[Dataset rows]
>> Start

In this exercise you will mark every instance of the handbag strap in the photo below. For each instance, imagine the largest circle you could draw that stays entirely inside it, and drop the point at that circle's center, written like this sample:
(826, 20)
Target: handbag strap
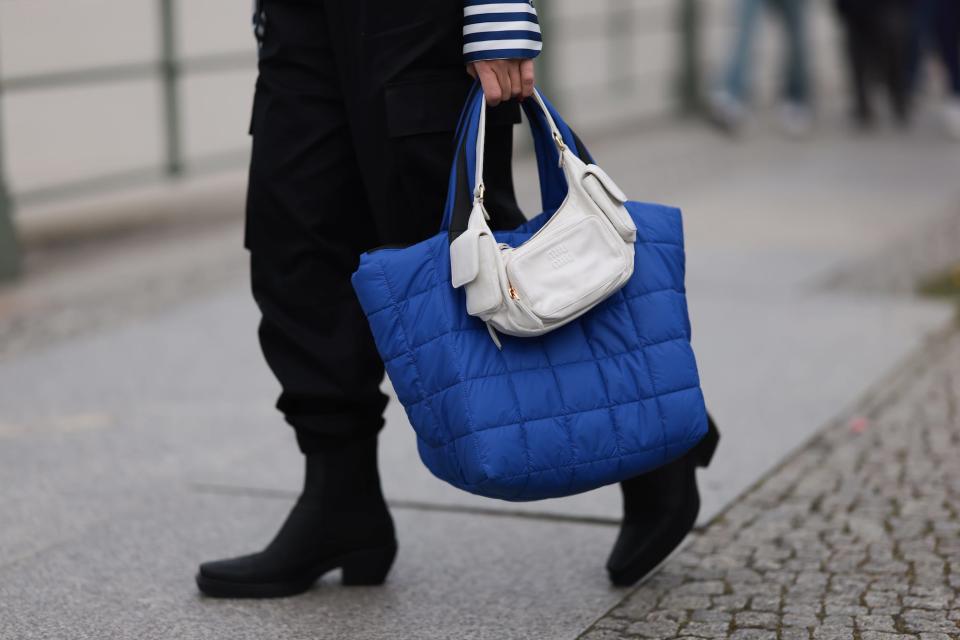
(550, 134)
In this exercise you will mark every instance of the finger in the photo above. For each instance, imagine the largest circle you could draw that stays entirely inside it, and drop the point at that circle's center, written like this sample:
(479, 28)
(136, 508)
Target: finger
(503, 75)
(513, 71)
(527, 78)
(490, 84)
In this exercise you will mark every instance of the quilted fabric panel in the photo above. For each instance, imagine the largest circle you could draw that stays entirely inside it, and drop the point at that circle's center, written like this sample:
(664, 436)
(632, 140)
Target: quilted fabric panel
(609, 396)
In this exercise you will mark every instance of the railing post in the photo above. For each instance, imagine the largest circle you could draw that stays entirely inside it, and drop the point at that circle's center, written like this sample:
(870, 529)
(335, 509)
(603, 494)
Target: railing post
(689, 70)
(10, 256)
(170, 80)
(620, 39)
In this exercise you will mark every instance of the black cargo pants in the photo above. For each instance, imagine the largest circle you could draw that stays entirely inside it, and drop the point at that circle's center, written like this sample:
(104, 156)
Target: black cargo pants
(353, 119)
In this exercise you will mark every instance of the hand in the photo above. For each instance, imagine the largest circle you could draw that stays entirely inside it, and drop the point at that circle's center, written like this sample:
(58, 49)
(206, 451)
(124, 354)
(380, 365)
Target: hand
(504, 79)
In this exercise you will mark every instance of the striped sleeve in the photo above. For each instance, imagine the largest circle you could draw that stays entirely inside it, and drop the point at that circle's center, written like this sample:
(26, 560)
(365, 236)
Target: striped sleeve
(499, 29)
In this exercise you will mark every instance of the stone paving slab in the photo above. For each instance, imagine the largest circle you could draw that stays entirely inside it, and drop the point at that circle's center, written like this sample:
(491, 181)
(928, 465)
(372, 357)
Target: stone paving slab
(856, 536)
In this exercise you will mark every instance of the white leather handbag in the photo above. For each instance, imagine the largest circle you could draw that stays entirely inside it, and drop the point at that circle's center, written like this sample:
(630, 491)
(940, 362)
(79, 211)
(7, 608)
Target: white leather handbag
(581, 255)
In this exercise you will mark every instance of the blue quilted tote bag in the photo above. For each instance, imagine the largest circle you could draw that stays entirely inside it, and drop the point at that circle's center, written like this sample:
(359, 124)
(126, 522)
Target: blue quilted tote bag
(611, 395)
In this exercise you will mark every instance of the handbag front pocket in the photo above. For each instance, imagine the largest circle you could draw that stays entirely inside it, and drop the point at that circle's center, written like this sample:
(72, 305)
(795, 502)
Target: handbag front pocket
(569, 270)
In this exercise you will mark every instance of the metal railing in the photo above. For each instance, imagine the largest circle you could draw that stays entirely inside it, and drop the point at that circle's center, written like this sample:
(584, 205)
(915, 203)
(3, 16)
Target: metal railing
(619, 28)
(168, 69)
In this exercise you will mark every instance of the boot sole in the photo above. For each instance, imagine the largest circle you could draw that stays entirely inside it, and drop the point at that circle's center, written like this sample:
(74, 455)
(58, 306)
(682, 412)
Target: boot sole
(367, 567)
(640, 570)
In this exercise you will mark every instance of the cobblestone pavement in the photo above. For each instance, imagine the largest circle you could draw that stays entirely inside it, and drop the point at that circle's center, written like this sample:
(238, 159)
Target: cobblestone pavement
(856, 536)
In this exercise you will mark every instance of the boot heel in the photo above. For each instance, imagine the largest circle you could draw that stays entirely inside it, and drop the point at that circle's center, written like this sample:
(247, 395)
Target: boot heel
(368, 567)
(704, 450)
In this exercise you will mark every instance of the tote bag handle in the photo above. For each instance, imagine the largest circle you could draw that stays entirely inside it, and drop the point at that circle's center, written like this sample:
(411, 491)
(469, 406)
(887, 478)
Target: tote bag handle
(550, 134)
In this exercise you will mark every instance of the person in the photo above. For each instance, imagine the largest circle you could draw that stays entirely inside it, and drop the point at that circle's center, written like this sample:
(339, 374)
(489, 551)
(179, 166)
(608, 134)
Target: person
(728, 103)
(939, 21)
(878, 38)
(353, 119)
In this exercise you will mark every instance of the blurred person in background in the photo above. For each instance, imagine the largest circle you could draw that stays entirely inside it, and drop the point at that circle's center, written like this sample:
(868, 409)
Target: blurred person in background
(878, 36)
(937, 26)
(353, 120)
(728, 103)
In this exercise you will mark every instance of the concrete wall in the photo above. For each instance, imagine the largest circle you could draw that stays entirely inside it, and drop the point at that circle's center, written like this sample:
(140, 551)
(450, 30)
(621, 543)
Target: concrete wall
(612, 62)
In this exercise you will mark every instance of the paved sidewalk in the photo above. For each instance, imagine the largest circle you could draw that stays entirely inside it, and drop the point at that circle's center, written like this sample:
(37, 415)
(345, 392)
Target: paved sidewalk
(857, 536)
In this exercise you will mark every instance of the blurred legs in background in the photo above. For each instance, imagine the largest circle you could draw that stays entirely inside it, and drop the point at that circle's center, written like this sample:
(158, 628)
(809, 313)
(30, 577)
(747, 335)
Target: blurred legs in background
(729, 102)
(937, 26)
(878, 40)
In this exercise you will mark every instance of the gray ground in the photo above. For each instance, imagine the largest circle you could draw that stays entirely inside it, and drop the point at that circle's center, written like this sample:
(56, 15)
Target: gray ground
(138, 436)
(855, 536)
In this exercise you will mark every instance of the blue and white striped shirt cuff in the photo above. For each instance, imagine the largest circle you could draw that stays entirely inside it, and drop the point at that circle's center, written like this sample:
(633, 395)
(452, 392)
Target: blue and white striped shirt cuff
(500, 29)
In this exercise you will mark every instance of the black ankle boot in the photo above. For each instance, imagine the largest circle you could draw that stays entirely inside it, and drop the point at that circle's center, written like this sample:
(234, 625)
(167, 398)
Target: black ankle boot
(659, 510)
(340, 521)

>> End

Short exercise>
Reproduce all of the material above with "place the marker" substituted for each occurrence of "drop the point", keeping everything else the same. Leave the pictures out.

Written response>
In this exercise you will mark every instance of the handbag strap in the photo below. For each instance, imagine the largest circle you could draw that stays entirely inside it, and place the marker at that circle's center, written like this sample:
(826, 20)
Target: handbag strap
(550, 134)
In this exercise you will mark every instance of the finger in the photo above. For each instance, imagine the largest circle you could draw that stays entirely inside it, and place the marker at that circle's center, written like this sample:
(479, 28)
(136, 508)
Target: finger
(503, 75)
(513, 71)
(527, 78)
(490, 84)
In this exercise you will mark every instance of the quilted fabric panel in the photo above. For each instance, imagine the largest circle you could draw that stays entirely inside it, and place the marker at that circle's center, written like this sample:
(664, 436)
(632, 140)
Target: quilted fabric panel
(609, 396)
In this exercise you will mark every instance of the railing post in the photo above. For each instance, imagine the largest circle you could draw that stays entirely inside it, and place the marker at that circle's center, written like this sample:
(870, 529)
(335, 509)
(603, 494)
Target: railing post
(689, 70)
(10, 256)
(170, 80)
(620, 39)
In this exercise you will mark every instance of the black cargo pants in the photo above. For each instance, imagine the largest circle you could draw that stays entirely inside it, and place the marker at that circle's center, written like this sample:
(104, 156)
Target: black cargo pants
(353, 119)
In this exercise you will mark every instance of the hand in the photo above. For each instance, imagine the largest circle you could draw that stays entirely inside it, and place the marker at that circle's center, written like this sample:
(58, 49)
(206, 451)
(124, 354)
(380, 365)
Target: hand
(504, 79)
In this exercise you will mark every instance of the striped sleeve in the photo above. For each instance, imagine the largest circle you could draw that stays entirely inside it, and place the marker at that circle's center, written like this sample:
(26, 560)
(365, 236)
Target: striped sleeve
(499, 29)
In this exercise you will mark every instance of the stone paving slab in the photo above. For each instance, imagine the largest circle you could draw that stays entirely inside it, and place the marker at that circle's center, written like this sample:
(491, 181)
(928, 465)
(372, 357)
Target: stone paving slab
(856, 536)
In this exercise you will mark every instance of the white leather handbag in the photo above. For each instance, imagine the largest circle you could draw that stays entirely inside it, and place the marker at that circle's center, written like this sample:
(630, 491)
(940, 362)
(79, 211)
(7, 608)
Target: white leather handbag
(581, 255)
In this exercise you will mark every instance of the blue quilted tote bag in the photo above. For each instance, imagine the largest circle you could draw that stays entirely inside it, and place the marker at that circle's center, written like this sample:
(359, 124)
(126, 522)
Target: blue quilted tote bag
(611, 395)
In this exercise you will mark every instance of the handbag front pocket in the photo above. For each instance, imagine the largest circle you could draw that stays entirely inside it, and place the marker at that circle's center, written like this sample:
(72, 305)
(795, 502)
Target: handbag front pocket
(569, 270)
In this exercise you will mark every instance of the metal railing in the photo above. For each instance, imagine the largest circle you could draw that stays entirely inside it, and place the marker at that circle's center, written like this sample:
(584, 205)
(915, 203)
(3, 16)
Target: metal railing
(619, 28)
(168, 69)
In this exercise you will mark every instance of the boot sole in the photo above. For each instance, imagine the largest circle you could draw that stays entirely inside it, and place the marker at that circle's center, written like this sample:
(74, 455)
(58, 306)
(682, 412)
Target: boot sole
(367, 567)
(640, 570)
In this exercise you will mark every instance of the cobblestone pavement in the photo above. For each instance, imagine the largest circle you could draw that stays entirely inside it, and place the marker at that circle's center, written like this sample:
(238, 159)
Target: cobblestone pavement
(856, 536)
In this exercise you will mark every instance of the boot heel in the photo above. For each instance, imagine the largest circle you could draw that stays entirely inside it, and place the marker at that circle's center, written like this sample:
(247, 395)
Target: boot heel
(368, 567)
(704, 450)
In this exercise you will mark every instance of the tote bag handle in the photo above. For each instance, imagine the largest circle you could draw that stays entirely inside it, and place the marker at that circle's center, written like this sample:
(411, 491)
(469, 406)
(887, 478)
Target: tote bag handle
(550, 134)
In this exercise you will mark every instance of the person in the photo above. For each instance, imagine the largest circle you could draw that stays entirely inside it, and place the marker at that circle's center, written like this sample:
(339, 374)
(489, 551)
(179, 166)
(608, 134)
Target: person
(728, 103)
(939, 21)
(878, 38)
(353, 119)
In this exercise you will mark every instance of the blurred person in background in the photo above. For each instance, imagine the largest circle you could draw that stays entirely inside it, and place the marker at that circle's center, written like this sample:
(868, 409)
Target: blurred person in background
(878, 36)
(937, 26)
(353, 120)
(728, 103)
In this exercise you will mark every instance of the concrete wall in the photo above. For each instance, imagine the largest circle you could draw that stays entirely inside it, and place the marker at that circle's center, written like this sample:
(140, 551)
(450, 30)
(621, 543)
Target: concrete wall
(612, 62)
In this exercise you will mark every instance of the paved sidewalk in the photo above. For each instance, imagine the largest circle you could draw that stays entirely inside it, and place the marker at that circle's center, written like this sample:
(37, 415)
(345, 392)
Target: paved sidewalk
(857, 536)
In this exercise you will mark every instance of the blurred legs in background in the photo above. For each instance, imagine the largest circle you could draw that stays entirely inside it, and place the marker at that circle's center, written like this sample:
(158, 628)
(809, 313)
(30, 577)
(747, 335)
Target: blurred legs in background
(729, 102)
(937, 26)
(878, 40)
In this exercise you will mark every instance of the gray ground in the photo above. For each instance, imagine the largest circle you could draw that stays entirely inside it, and place the marker at that circle's center, written like this sample:
(56, 15)
Target: gray ground
(138, 436)
(855, 536)
In this exercise you will mark every instance of the blue and white striped shirt cuff in the photo above. For each instance, imagine the largest circle you could draw that stays entirely inside it, and place the marker at that circle's center, written like this sample:
(633, 395)
(452, 392)
Target: blue and white striped shirt cuff
(500, 29)
In this exercise you will mark every instance of the black ankle boot in the photo above. For each instance, imagine the largest circle you could draw that stays entirely inside it, and place the marker at that circle's center, written like this sample:
(234, 625)
(167, 398)
Target: black ankle boot
(659, 510)
(340, 521)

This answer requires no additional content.